● What is asked:
Could you echo every one of the entries below word for word, leaving out the pictures?

● Extracted records:
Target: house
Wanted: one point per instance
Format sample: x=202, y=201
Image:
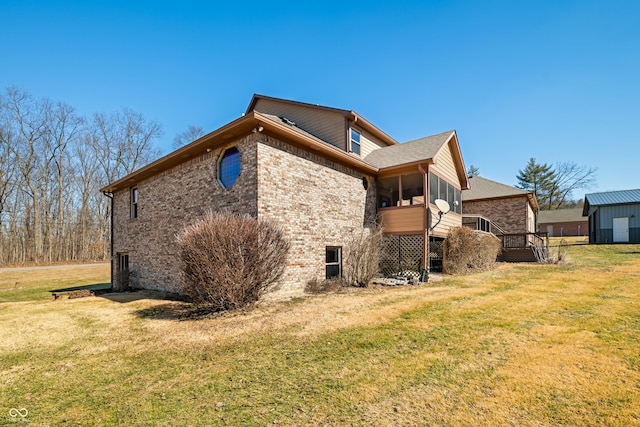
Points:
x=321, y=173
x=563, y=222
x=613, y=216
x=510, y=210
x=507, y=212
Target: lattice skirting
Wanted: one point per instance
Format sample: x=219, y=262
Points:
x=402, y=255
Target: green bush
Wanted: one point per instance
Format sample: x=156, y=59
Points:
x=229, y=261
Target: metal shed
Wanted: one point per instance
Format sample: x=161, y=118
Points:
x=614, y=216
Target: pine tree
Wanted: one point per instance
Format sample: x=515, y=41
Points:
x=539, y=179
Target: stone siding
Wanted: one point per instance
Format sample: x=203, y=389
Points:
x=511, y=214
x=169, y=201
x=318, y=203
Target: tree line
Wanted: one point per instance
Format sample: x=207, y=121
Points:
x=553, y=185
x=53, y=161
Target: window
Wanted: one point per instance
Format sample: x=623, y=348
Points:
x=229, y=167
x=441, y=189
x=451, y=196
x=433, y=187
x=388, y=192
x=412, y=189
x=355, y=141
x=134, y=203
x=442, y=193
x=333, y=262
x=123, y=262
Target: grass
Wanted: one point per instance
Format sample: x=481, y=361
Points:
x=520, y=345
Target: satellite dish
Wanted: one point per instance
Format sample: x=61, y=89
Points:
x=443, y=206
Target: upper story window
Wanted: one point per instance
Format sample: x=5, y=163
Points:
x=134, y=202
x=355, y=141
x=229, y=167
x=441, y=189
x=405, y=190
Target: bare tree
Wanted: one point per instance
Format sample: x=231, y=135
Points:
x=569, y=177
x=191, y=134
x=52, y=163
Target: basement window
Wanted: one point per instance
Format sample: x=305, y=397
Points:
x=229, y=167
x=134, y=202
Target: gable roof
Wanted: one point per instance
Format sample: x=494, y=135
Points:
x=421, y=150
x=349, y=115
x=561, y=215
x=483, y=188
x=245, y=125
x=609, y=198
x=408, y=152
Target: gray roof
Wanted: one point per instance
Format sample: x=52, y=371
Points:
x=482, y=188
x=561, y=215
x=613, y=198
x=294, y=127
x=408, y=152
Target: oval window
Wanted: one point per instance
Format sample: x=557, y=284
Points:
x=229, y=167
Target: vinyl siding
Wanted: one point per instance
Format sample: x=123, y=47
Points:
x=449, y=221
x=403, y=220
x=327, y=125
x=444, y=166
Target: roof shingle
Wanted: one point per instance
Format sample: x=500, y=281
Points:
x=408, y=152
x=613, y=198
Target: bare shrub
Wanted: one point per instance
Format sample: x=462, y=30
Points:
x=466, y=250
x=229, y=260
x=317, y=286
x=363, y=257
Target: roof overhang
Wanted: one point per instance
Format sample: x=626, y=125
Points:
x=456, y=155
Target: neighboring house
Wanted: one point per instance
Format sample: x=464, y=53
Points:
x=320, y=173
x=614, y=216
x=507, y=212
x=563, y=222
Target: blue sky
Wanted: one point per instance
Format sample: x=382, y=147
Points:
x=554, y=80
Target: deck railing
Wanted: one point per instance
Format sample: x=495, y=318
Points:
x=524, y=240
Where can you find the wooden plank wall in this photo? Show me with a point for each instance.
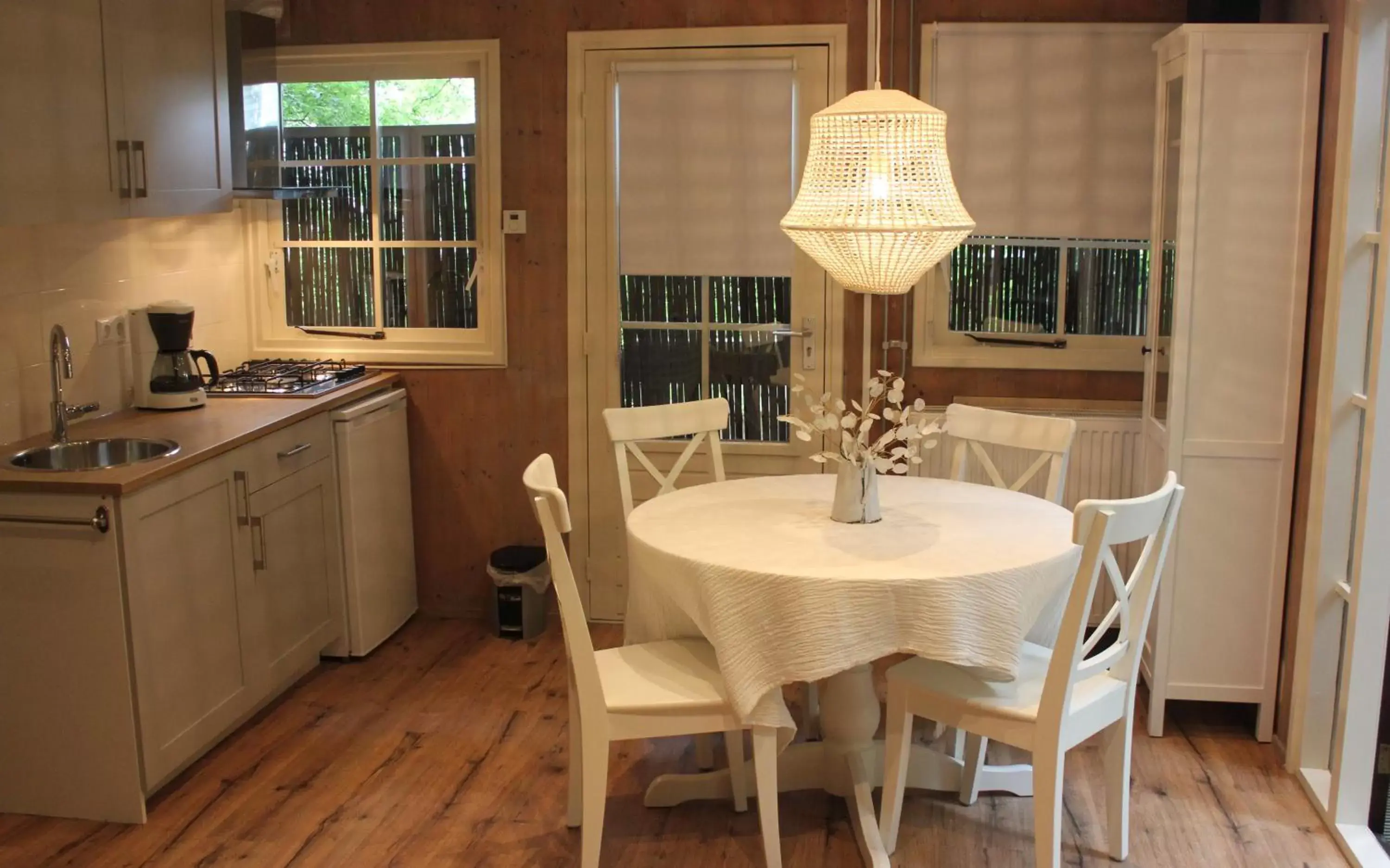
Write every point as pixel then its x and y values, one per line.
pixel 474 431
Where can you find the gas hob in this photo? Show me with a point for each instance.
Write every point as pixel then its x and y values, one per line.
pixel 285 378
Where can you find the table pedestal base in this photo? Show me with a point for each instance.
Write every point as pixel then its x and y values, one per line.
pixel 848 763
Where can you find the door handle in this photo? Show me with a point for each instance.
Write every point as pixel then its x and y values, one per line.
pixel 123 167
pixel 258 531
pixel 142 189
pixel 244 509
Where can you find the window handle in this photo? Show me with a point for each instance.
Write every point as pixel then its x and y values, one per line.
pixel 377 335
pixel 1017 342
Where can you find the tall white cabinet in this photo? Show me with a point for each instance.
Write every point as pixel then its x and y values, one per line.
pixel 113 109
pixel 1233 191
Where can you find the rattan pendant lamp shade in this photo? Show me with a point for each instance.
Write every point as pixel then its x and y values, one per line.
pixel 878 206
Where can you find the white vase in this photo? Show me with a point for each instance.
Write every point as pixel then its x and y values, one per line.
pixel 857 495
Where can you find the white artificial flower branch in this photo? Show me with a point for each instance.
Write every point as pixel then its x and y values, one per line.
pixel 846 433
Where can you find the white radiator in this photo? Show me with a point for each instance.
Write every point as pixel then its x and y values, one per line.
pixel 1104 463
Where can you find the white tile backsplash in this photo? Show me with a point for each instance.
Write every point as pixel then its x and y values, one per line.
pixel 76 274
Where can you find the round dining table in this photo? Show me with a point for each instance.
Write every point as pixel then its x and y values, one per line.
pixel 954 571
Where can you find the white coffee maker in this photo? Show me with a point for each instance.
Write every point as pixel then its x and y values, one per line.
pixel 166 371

● Solution for this exercise:
Target: house
Wanted: one point per instance
Format sample: x=202, y=201
Image:
Points:
x=321, y=173
x=563, y=222
x=613, y=216
x=510, y=210
x=507, y=212
Target: lattice skirting
Wanted: one point per instance
Format sample: x=219, y=262
Points:
x=402, y=255
Target: green bush
Wanted: one point per instance
Format sample: x=156, y=59
Points:
x=229, y=261
Target: metal shed
Wanted: one point per instance
Format sample: x=161, y=118
Points:
x=614, y=216
Target: pine tree
Wanted: one point per instance
Format sample: x=515, y=41
Points:
x=539, y=179
Target: stone siding
Wanted: one point per instance
Format sample: x=203, y=389
Points:
x=511, y=214
x=169, y=201
x=318, y=203
Target: tree line
Wanted: one point per instance
Format sample: x=207, y=121
Points:
x=553, y=185
x=53, y=161
Target: window
Wanted: one point per instance
Format sample: x=623, y=348
Points:
x=229, y=167
x=441, y=189
x=451, y=196
x=433, y=187
x=388, y=192
x=412, y=189
x=355, y=141
x=134, y=203
x=442, y=193
x=333, y=262
x=123, y=262
Target: grass
Wanted: one point per instance
Format sample: x=481, y=361
Points:
x=520, y=345
Target: satellite dish
Wanted: one point per instance
Format sample: x=61, y=89
Points:
x=443, y=206
Target: upper story window
Wanted: one point per instance
Format sample: x=5, y=163
Points:
x=134, y=202
x=355, y=141
x=229, y=167
x=441, y=189
x=405, y=190
Target: bare tree
Wanted: one point per instance
Format sample: x=231, y=135
Points:
x=569, y=177
x=191, y=134
x=52, y=163
Target: basement window
Wanted: one point per instance
Format sample: x=305, y=397
Points:
x=229, y=167
x=134, y=202
Target: gable roof
Wanted: one point per instance
Format sample: x=494, y=135
Points:
x=421, y=150
x=349, y=115
x=561, y=215
x=483, y=188
x=245, y=125
x=609, y=198
x=408, y=152
Target: gray roof
Wanted: one point per instance
Format sample: x=52, y=371
Points:
x=482, y=188
x=561, y=215
x=613, y=198
x=294, y=127
x=408, y=152
Target: oval window
Wanted: one point per instance
Format sample: x=557, y=284
Points:
x=229, y=167
Target: vinyl siding
Wanted: one point per instance
Format sample: x=123, y=47
Points:
x=449, y=221
x=403, y=220
x=327, y=125
x=444, y=166
Target: roof shingle
Wanted: one point per instance
Format sample: x=500, y=281
Points:
x=408, y=152
x=613, y=198
Target: bare shrub
Wanted: one point per instance
Format sample: x=462, y=30
Points:
x=466, y=250
x=229, y=260
x=317, y=286
x=363, y=257
Target: roof overhang
Wanted: one point per instance
Format sample: x=626, y=125
Points:
x=456, y=155
Target: neighboring house
Wanted: one point per instance
Format sample: x=464, y=53
Points:
x=320, y=173
x=614, y=216
x=507, y=212
x=563, y=222
Target: blue sky
Wanted: one point per instance
Format sample: x=382, y=147
Points:
x=554, y=80
Target: deck railing
Wanted: one point per instance
Format sample: x=495, y=318
Points:
x=524, y=240
Where can you find the wooden plank wall in this photo? Show me with a point for each instance.
Write every point as pixel then its x and y values, one per line.
pixel 474 431
Where can you find the gas hob in this photo? Show me with a point for each instance.
Write every point as pixel then its x and y values, one per line.
pixel 285 378
Where can you find the table pedestal base in this photo? Show me with a point for each instance.
Write every point as pixel then its x and y values, one per line.
pixel 848 763
Where can you find the door handle in this photo? Show me with a point for each instance.
Write every point as pixel then its x and y values, one per line.
pixel 123 167
pixel 258 531
pixel 142 189
pixel 244 509
Where can you find the window handle in this photo? Show me with a point for each instance.
Write every point as pixel then its x and y values, one per line.
pixel 377 335
pixel 1017 342
Where can you find the tall white cabinet in this photo? Show me with a point for each instance.
Write every point as pixel then its x and y values, one per line.
pixel 113 109
pixel 1233 191
Where can you find the rattan pendant lamp shade in this photo? Show me with a point for each instance.
Write every point as pixel then its x and y values, one per line.
pixel 878 206
Where can you find the white vase in this photo? Show me with a point for each instance.
Write every point as pixel then its x and y values, one per line.
pixel 857 495
Where can you find the white artificial flower branch in this photo? Show me with a point for each instance.
Write every point as pixel then its x and y values, one per line.
pixel 846 433
Where can you find the white radiator in this photo? Show me with a point for each instance.
Write every point as pixel then its x and y values, one per line.
pixel 1104 463
Where can you find the white tile backsplash in this photo? Show me with a point for each instance.
Write every point as pixel then its x and y values, one per line.
pixel 76 274
Where can you find the round dining table in this photo? Show me with a point for each instance.
Write every point as pixel then its x and y values, one per line.
pixel 954 571
Where can you find the white coffee maker in this photo? Show me with a point for each instance.
Write every point as pixel then its x and y values, one per line.
pixel 166 371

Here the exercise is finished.